Stated exercise: Reproduce the records below with every occurrence of "distant" changed to "faraway", leaving everything else as it stands.

--- begin Data excerpts ---

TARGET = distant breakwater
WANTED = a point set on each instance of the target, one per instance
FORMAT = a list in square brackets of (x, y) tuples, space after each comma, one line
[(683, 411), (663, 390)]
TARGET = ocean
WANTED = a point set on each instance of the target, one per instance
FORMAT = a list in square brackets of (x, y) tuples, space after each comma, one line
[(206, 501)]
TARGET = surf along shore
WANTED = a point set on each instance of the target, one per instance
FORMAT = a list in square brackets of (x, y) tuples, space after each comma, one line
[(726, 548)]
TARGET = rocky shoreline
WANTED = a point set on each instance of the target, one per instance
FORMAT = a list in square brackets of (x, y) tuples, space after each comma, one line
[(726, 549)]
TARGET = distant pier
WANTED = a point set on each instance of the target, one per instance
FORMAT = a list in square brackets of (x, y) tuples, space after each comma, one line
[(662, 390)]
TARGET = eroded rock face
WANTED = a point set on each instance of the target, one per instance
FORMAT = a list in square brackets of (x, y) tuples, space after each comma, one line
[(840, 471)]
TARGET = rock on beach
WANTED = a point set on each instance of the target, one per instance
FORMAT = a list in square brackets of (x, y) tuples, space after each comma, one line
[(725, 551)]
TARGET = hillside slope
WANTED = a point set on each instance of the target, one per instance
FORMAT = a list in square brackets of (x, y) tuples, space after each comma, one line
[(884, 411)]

--- end Data excerpts ---

Output of the task:
TARGET = faraway breakwater
WANTED = a point set on each instance of the target, one per instance
FORMAT = a list in square brackets of (x, y) tuples, space after each comma, one line
[(683, 411), (663, 390)]
TARGET = ocean
WANTED = a point set on each instance of the target, one per instance
FORMAT = a list in square brackets of (x, y) tuples, space after each comma, one line
[(206, 501)]
TARGET = surf along shore
WANTED = a point set on each instance of the target, one per instance
FORMAT = a list in square brackets of (x, y) tuples, space after each comma, one line
[(726, 548)]
TARGET = rocky shoreline
WANTED = a point set on each instance of the target, one per instance
FORMAT = a list in square brackets of (x, y) tuples, space after each comma, one line
[(726, 549)]
TARGET = faraway pier
WANTED = a point set on each instance of the target, one per instance
FORMAT = a list in square brackets of (x, y) tuples, space after each comma, one line
[(662, 390)]
TARGET = eroded rock face
WANTED = a point set on each instance of the target, one per instance
FORMAT = a list in square brackets of (x, y) tuples, space after each comma, one line
[(840, 471)]
TARGET = rock on beach
WANTED = a point set on each instance of the target, one per instance
FORMAT = a list in square brackets of (x, y) tuples, space after each comma, one line
[(725, 551)]
TARGET = hillside slope
WANTED = a point set on each instance of the target, one per instance
FORMAT = a list in square brackets of (x, y) tuples, space after each comma, one line
[(884, 411)]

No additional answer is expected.